-- Materials provided follows --

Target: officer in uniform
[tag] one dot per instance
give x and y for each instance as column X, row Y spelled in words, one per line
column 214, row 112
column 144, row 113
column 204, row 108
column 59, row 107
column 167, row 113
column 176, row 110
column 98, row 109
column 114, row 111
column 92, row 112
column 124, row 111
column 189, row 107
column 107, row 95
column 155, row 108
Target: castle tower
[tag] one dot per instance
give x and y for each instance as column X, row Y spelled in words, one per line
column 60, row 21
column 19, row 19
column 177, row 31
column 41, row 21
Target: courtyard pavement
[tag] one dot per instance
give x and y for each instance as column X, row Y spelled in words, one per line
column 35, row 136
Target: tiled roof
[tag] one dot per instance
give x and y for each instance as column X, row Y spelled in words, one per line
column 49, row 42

-- Materials provided concluded --
-- Materials provided follows --

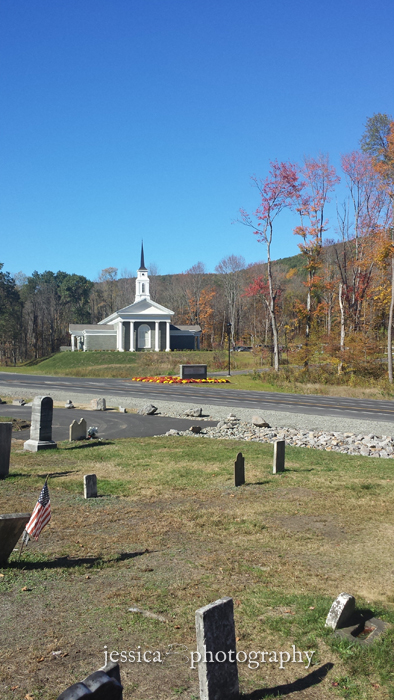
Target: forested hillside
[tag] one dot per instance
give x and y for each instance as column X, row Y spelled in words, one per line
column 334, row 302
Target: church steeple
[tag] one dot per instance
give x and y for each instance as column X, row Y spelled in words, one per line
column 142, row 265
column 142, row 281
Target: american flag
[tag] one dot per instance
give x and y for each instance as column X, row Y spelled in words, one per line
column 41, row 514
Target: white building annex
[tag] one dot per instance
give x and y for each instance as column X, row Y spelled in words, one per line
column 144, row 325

-- Materials provided concluded --

§ To do:
Nothing but the lines with "Target" should be returned, copied from the entries above.

§ Your response:
Target: officer in uniform
Target: castle tower
Target: courtyard pavement
Target: tiled roof
Target: forested hillside
Target: church steeple
Target: american flag
Target: white building annex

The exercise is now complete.